→ GIVEN EXERCISE
The entries are to be returned exactly, with images left out.

# DATA SUPPLIED start

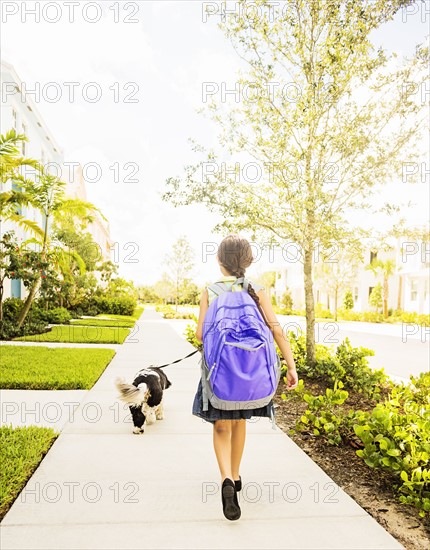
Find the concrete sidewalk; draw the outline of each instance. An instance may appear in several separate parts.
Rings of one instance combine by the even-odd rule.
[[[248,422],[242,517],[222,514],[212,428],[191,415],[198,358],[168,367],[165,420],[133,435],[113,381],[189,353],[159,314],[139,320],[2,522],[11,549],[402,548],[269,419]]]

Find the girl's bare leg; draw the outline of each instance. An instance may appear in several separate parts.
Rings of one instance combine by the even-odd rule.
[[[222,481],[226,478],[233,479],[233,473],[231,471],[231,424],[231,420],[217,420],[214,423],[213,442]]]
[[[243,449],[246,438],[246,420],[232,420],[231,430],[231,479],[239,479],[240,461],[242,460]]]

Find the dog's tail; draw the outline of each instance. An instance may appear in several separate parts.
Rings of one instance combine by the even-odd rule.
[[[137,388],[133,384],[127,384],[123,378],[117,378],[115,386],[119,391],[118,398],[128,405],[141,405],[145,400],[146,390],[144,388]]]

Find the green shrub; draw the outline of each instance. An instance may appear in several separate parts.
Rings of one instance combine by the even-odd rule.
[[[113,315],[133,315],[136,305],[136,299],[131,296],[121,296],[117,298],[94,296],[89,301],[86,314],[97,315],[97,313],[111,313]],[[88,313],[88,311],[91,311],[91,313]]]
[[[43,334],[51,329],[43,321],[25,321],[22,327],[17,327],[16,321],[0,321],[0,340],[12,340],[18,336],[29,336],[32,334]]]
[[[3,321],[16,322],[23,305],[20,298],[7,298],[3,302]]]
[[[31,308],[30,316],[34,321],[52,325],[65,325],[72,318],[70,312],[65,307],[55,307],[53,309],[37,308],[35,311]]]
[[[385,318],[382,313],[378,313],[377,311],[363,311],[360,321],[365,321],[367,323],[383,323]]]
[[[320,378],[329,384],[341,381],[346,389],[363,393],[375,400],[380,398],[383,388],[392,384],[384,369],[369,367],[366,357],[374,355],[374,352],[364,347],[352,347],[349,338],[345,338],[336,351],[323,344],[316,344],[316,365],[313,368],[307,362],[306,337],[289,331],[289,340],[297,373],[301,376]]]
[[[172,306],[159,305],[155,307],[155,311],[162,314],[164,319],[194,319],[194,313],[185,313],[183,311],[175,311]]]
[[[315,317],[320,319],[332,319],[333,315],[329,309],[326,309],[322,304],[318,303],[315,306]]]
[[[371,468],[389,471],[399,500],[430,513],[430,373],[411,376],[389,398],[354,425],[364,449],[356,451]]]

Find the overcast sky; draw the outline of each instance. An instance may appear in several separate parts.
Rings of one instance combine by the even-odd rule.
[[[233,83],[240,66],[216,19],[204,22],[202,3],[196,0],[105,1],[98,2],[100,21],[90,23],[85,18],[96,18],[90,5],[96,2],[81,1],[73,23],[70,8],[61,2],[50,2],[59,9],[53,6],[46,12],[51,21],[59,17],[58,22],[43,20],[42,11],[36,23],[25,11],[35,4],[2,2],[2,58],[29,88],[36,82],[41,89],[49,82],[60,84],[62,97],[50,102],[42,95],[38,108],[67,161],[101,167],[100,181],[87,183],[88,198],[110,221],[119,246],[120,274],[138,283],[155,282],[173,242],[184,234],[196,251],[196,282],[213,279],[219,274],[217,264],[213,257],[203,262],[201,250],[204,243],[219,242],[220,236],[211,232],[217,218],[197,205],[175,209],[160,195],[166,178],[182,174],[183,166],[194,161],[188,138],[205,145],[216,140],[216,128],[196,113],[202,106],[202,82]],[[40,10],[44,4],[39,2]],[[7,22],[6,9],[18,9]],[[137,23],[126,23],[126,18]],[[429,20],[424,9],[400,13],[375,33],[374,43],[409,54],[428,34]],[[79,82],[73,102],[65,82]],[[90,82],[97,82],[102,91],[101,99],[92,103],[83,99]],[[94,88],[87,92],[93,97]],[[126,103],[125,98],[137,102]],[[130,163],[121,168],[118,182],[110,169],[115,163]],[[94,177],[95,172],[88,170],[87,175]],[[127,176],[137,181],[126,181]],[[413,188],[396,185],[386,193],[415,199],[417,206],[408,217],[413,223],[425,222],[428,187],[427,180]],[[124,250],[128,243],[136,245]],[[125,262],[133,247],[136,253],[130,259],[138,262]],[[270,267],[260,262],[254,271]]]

# DATA SUPPLIED end

→ ANSWER TO THIS EXERCISE
Find the concrete sidewalk; draw the outline of each instance. An instance may appear in several separate parts.
Rings of one instance combine by the even-odd rule.
[[[248,422],[242,517],[222,514],[212,428],[191,415],[198,358],[168,367],[165,420],[133,435],[113,381],[189,353],[159,314],[139,320],[2,522],[11,549],[402,548],[269,419]]]

Find the girl's bare leg; draw the outline of each instance. An instance may appear in several separate parts.
Rings of one instance combine by the even-odd rule.
[[[222,481],[226,478],[233,479],[233,473],[231,471],[231,424],[231,420],[217,420],[214,423],[213,442]]]
[[[243,449],[246,438],[246,420],[232,420],[231,430],[231,479],[239,479],[240,461],[242,460]]]

Find the dog's tail; draw the outline of each instance. An instance may appear in several separate parts.
Rings of one instance combine by the even-odd rule.
[[[137,388],[133,384],[127,384],[123,378],[117,378],[115,386],[119,391],[118,398],[128,405],[141,405],[145,400],[146,390],[144,388]]]

Find the green shrub; draw the outline of each instance. An instance may appear in several separate parts.
Rings of one instance combine by the even-odd rule.
[[[113,315],[133,315],[136,305],[136,299],[131,296],[121,296],[117,298],[94,296],[89,301],[86,314],[97,315],[97,313],[111,313]],[[88,313],[88,311],[91,311],[91,313]]]
[[[43,334],[51,329],[43,321],[25,321],[22,327],[17,327],[16,321],[0,321],[0,340],[12,340],[18,336],[29,336],[32,334]]]
[[[3,321],[16,322],[23,305],[20,298],[7,298],[3,302]]]
[[[31,308],[30,316],[34,321],[52,325],[65,325],[72,318],[70,312],[65,307],[55,307],[53,309],[37,308],[35,311]]]
[[[385,318],[382,313],[378,313],[377,311],[363,311],[360,321],[365,321],[367,323],[383,323]]]
[[[320,378],[329,384],[341,381],[346,389],[363,393],[375,400],[380,398],[383,388],[392,384],[384,369],[369,367],[366,357],[374,355],[374,352],[364,347],[352,347],[349,338],[345,338],[336,351],[323,344],[316,344],[316,365],[313,368],[307,362],[306,337],[289,331],[289,340],[297,373],[301,376]]]
[[[172,306],[159,305],[155,307],[155,311],[162,314],[164,319],[194,319],[194,313],[185,313],[183,311],[175,311]]]
[[[315,317],[320,319],[332,319],[333,315],[329,309],[326,309],[322,304],[318,303],[315,306]]]
[[[371,468],[389,471],[399,500],[430,513],[430,373],[411,376],[389,398],[354,425],[364,449],[356,451]]]

Find the overcast sky; draw the outline of each instance. An instance may appear in several separate parts.
Rings of one instance combine by the even-odd rule.
[[[233,83],[240,66],[216,19],[204,22],[202,3],[196,0],[105,1],[98,2],[100,21],[90,23],[85,18],[96,18],[90,5],[96,2],[81,1],[73,23],[70,8],[61,2],[50,2],[59,9],[53,6],[46,12],[51,21],[59,17],[58,22],[43,20],[42,11],[36,23],[25,11],[35,4],[2,2],[2,58],[29,88],[36,82],[41,89],[49,82],[60,84],[62,97],[50,102],[42,95],[38,108],[67,161],[101,167],[100,181],[87,183],[88,198],[110,221],[119,246],[120,274],[138,283],[155,282],[173,242],[184,234],[196,251],[196,282],[213,279],[219,274],[217,264],[213,257],[203,262],[201,250],[204,243],[219,242],[220,236],[211,232],[217,218],[197,205],[175,209],[160,195],[166,178],[182,174],[183,166],[194,161],[188,138],[205,145],[216,140],[216,128],[196,113],[202,106],[202,82]],[[40,10],[44,4],[39,2]],[[7,22],[6,9],[18,9]],[[137,23],[126,23],[126,18]],[[429,20],[424,9],[400,13],[375,33],[374,43],[409,54],[428,34]],[[79,82],[73,102],[65,82]],[[90,82],[97,82],[102,91],[101,99],[92,103],[83,99]],[[94,88],[87,92],[93,97]],[[126,103],[125,98],[137,102]],[[130,163],[121,168],[118,182],[110,169],[115,163]],[[94,177],[95,172],[88,170],[87,175]],[[127,176],[137,181],[126,181]],[[413,188],[396,185],[386,193],[415,199],[417,206],[408,217],[413,223],[425,222],[428,187],[427,180]],[[124,250],[128,243],[136,245]],[[125,262],[133,247],[136,253],[130,259],[138,262]],[[270,267],[260,262],[254,271]]]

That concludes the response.